Problem requirements:
Exactly the lines from the opening of the records through the line containing "--format='one JSON array" should be copied, with both included.

(Input data)

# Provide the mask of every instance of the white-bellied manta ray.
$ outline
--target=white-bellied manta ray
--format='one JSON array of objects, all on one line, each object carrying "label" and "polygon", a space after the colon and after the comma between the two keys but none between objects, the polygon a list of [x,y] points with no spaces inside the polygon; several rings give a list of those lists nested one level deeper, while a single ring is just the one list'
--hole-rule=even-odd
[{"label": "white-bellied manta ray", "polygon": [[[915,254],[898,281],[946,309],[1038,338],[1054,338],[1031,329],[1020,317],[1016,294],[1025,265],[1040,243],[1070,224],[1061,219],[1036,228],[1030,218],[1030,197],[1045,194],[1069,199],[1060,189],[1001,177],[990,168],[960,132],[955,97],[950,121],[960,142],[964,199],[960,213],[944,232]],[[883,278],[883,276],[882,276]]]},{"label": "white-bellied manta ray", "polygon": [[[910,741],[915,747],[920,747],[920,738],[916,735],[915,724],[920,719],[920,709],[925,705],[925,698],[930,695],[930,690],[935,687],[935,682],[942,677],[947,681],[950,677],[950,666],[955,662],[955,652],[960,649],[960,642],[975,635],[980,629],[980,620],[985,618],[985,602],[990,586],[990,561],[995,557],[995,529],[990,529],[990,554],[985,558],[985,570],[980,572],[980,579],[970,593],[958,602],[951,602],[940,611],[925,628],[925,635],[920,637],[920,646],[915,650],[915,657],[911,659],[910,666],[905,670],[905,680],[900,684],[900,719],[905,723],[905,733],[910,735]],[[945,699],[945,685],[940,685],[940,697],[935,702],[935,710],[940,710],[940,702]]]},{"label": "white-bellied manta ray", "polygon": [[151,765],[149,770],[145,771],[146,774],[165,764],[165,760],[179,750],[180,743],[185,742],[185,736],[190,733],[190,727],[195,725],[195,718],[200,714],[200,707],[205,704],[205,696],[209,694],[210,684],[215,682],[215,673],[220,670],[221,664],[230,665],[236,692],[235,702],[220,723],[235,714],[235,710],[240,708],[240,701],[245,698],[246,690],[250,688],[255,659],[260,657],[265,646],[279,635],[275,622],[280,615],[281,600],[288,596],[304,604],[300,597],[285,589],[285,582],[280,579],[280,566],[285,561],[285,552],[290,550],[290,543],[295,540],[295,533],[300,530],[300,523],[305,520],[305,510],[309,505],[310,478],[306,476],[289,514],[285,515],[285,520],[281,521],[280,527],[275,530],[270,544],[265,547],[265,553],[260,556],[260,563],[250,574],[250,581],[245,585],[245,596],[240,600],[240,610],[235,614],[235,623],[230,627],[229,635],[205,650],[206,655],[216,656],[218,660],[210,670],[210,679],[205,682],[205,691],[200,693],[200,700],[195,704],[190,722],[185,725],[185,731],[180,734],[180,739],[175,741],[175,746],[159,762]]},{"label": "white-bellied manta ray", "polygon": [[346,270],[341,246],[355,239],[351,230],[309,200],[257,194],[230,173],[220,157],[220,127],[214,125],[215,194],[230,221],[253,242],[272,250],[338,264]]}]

(End Input data)

Answer for the task:
# Provide the mask of every instance of the white-bellied manta ray.
$ outline
--target=white-bellied manta ray
--format='one JSON array of objects, all on one line, each object carrying "label" and "polygon", a space after the colon and after the comma between the two keys but none between objects, the polygon a list of [x,y] points with no spaces inside the polygon; several rings give a list of those lists nested one level deeper, while a single ring is just the one list'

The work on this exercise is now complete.